For years I was in pursuit of a crown that was held by an athlete who was renowned for his dietary discipline. His name was Dave Scott, and his extremism in eating lead him to among other things rinse his cottage cheese before he ate it, to rid it of any excess fat held in the cream. Me? Well, my claim to dietary fame was less exemplary. I was known as a patron of the sacred chocolate chip cookie. “Self-restraint” was never mentioned in the same breath with “chocolate chip cookie” when I was speaking.

Dave’s methods did seem to have merit. By 1989, Scott had amassed an arsenal of six Ironman victories and I was at zero. Perhaps I should have taken a clue earlier and ditched the cookies for some squeaky-clean cottage cheese. But eventually I held up the white flag. I wasn’t going to follow his blueprint to the letter, but I thought I should at least go cold turkey with the cookies.

Directions: Write out the Ironman passage word for word, from "For years I" up to and including "I was speaking.".

Collected data:
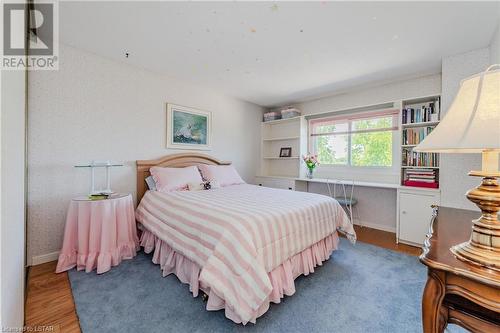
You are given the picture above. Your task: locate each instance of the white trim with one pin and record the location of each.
(377, 226)
(42, 259)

Solved problem:
For years I was in pursuit of a crown that was held by an athlete who was renowned for his dietary discipline. His name was Dave Scott, and his extremism in eating lead him to among other things rinse his cottage cheese before he ate it, to rid it of any excess fat held in the cream. Me? Well, my claim to dietary fame was less exemplary. I was known as a patron of the sacred chocolate chip cookie. “Self-restraint” was never mentioned in the same breath with “chocolate chip cookie” when I was speaking.